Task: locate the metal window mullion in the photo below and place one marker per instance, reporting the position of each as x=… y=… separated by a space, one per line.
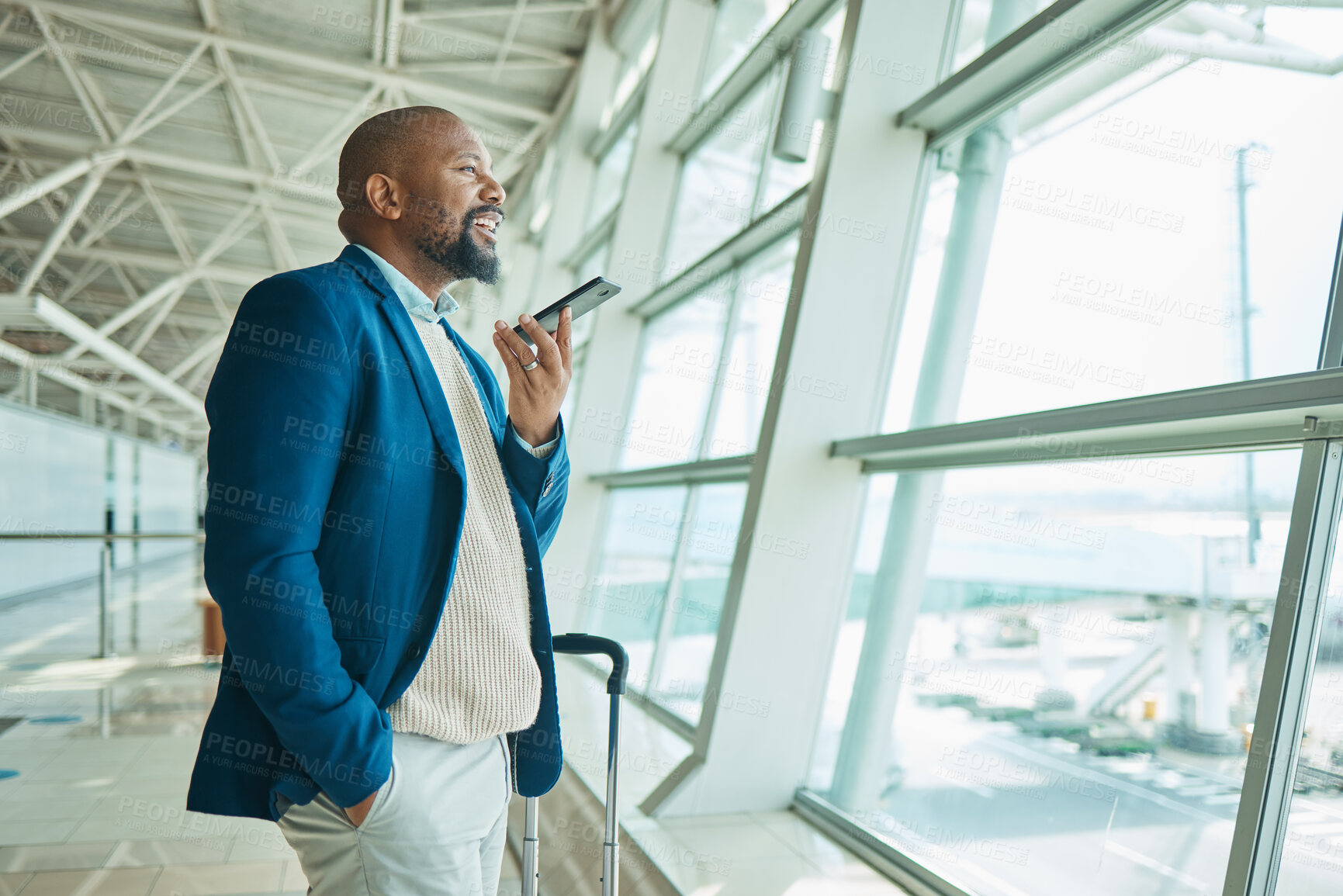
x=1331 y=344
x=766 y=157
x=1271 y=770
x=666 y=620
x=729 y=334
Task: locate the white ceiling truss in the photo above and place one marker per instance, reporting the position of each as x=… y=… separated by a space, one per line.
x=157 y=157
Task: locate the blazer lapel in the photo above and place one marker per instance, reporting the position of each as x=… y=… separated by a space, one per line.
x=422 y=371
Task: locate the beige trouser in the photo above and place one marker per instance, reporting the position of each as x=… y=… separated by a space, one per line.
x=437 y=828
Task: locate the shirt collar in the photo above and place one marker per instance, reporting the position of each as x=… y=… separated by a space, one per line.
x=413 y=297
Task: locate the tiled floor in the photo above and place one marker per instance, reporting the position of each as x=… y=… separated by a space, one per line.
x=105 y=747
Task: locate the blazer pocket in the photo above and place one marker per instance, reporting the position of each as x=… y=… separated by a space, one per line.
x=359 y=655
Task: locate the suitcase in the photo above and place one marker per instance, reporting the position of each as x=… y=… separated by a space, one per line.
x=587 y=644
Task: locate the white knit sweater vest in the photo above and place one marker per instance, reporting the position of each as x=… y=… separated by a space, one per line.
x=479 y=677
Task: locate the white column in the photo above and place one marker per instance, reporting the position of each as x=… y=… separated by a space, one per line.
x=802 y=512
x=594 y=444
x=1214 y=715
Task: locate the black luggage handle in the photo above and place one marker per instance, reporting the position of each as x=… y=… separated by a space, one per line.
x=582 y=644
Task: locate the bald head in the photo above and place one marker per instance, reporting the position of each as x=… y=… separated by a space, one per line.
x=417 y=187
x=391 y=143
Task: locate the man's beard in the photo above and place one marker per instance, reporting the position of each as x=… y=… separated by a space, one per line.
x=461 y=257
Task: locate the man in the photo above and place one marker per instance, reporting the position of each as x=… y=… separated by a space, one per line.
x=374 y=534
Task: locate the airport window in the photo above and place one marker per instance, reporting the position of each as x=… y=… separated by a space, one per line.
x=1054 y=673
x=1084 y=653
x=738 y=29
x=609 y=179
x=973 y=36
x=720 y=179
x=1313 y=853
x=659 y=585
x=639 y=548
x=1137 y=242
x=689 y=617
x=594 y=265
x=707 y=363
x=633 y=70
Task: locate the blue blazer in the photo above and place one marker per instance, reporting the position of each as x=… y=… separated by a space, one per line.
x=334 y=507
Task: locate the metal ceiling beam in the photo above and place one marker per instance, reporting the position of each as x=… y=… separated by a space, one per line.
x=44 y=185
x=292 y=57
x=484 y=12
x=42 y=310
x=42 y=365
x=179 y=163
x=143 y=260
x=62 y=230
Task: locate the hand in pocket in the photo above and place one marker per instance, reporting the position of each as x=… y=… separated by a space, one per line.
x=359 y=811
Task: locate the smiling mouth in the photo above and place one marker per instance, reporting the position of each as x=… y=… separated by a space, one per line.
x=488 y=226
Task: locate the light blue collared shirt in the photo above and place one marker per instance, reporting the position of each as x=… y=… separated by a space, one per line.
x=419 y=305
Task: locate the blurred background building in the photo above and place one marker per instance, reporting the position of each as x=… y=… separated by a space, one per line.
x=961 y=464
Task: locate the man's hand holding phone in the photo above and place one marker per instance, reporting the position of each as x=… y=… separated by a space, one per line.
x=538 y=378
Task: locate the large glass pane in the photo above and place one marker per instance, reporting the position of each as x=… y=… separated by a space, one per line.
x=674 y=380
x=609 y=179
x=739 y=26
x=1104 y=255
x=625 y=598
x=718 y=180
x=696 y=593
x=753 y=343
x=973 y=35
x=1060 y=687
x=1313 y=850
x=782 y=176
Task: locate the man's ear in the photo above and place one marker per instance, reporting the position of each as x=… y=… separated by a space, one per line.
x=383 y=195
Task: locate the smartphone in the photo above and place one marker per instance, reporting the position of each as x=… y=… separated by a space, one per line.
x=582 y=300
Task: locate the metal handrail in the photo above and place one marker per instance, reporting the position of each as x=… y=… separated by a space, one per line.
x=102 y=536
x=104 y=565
◇ ◇ ◇ ◇ ◇
* _SHORT TASK_
Could you reproduce all of the material above line for line, with every character unchanged, but without any of the pictures?

* _COMPLETED TASK_
Task: locate the metal window mullion in the photo below and place one marker per instance, reporting the position of each as x=… y=… separated by a space, one per line.
x=1331 y=344
x=766 y=157
x=1271 y=770
x=666 y=620
x=729 y=334
Task: locate the white ceiling truss in the photo above and place one marker per instance, reporting the position of each as x=… y=… separated by a space, one per line.
x=157 y=157
Task: locate the blazer lapel in the photo above and place one marker per instance, reporting the position of each as x=… y=… separated by a space, one per line.
x=422 y=371
Task: locate the beige trouser in the photo above and place one marker per instance, reporting the position of each as x=… y=… separated by a space, one per line.
x=437 y=828
Task: locate the shirt collar in the photo above and place one marker per instance, reporting the position of each as x=… y=… separated by a space, one per line.
x=413 y=297
Task: locate the tiled floor in the photo above and place one marker per instance, reporting the position of each as x=… y=… separated by a space, one per line.
x=105 y=747
Task: locate the blazer pocket in the photo above and place one marker per instance, reporting the position of each as x=… y=… separated by a space, one per line.
x=359 y=655
Task: locate the suitcase in the photo above and place one marker per instance, reporting the position of each as x=… y=… separated by a space, one per line.
x=587 y=644
Task: locate the white knit sweater vest in the photo above and place one marker per instance, reporting the position of each as x=… y=… separated by a space, one per line.
x=479 y=677
Task: locate the white column in the photo above and place one marker per instance, reporting the position of each as x=… y=… separated by a space, one per line.
x=802 y=512
x=594 y=444
x=1214 y=715
Task: locate the black luggage handle in the photo above and place one marker per instance, reporting the position of each as x=… y=… separated by a space, one per line.
x=582 y=644
Task: locate the bald head in the photo above and place one marker per instance, reporting the position of each as x=… y=… separated by a space, one per line.
x=417 y=187
x=391 y=143
Task: locate the man's beard in the photo above and place one marker per instance, reporting the position of each as x=… y=… separated by a space, one per line.
x=461 y=257
Task: locate the man in the photo above and place one marker per instance, reporting the position of each as x=… y=… separated by a space, one per line.
x=374 y=534
Task: locate the airport window in the photo above and place one marker per instance, reporting the position of each as x=… y=… separated by a space, one per line.
x=1054 y=673
x=1084 y=653
x=738 y=29
x=609 y=179
x=973 y=36
x=720 y=179
x=1313 y=853
x=659 y=585
x=639 y=548
x=1137 y=242
x=689 y=617
x=594 y=265
x=707 y=363
x=633 y=70
Task: locate the blue blazer in the photo above and place one marker per instance, reporting the position of each as x=… y=… separated by a space, one per line.
x=334 y=507
Task: locate the metal ceiling beam in the photo above and place one marker per instance, reporting the position of each as x=… y=… separated by a space, one per line.
x=44 y=185
x=292 y=57
x=484 y=12
x=42 y=310
x=42 y=365
x=179 y=163
x=143 y=260
x=62 y=230
Task: locate the hand in pocket in the photo above and place one marker per instance, reporting the position of each as x=… y=… separated by a space, one per line.
x=359 y=811
Task: locate the smiling mouth in the photo above and place one marker per instance, reporting the position of each as x=… y=… separated by a space, one per line.
x=488 y=226
Task: locate the light blue collared shirt in the photo above and place one marker per instance, reporting the position of each as x=… y=… separated by a space, one per line.
x=419 y=305
Task: locate the blurred background building in the photo above and place one marker per instance, reporting the position of each as x=… y=… separated by a space, one per line.
x=961 y=464
Task: locate the man's hand holding phone in the photo above and place one marker per instance, reporting the position of each as x=… y=… separated by a space, one per line.
x=538 y=378
Task: locate the large glass pane in the photo above and place one marker per instance, reporting the position of each as x=… y=… separated by a space, one per line.
x=674 y=380
x=609 y=179
x=739 y=26
x=1104 y=255
x=625 y=598
x=718 y=180
x=696 y=593
x=753 y=343
x=973 y=35
x=1060 y=687
x=1313 y=850
x=782 y=176
Task: locate the man's ear in the photo above and place one marker per instance, reporting the position of each as x=… y=… separated by a space, one per line.
x=383 y=195
Task: locate the smartphone in the photo above and place one marker per instance, reporting the position of each as x=… y=… separated by a space, one per line.
x=582 y=300
Task: locate the metal handrail in the photo above and place one marker per instance, reporting the position of each as x=… y=… separated by a space, one per line.
x=102 y=536
x=104 y=565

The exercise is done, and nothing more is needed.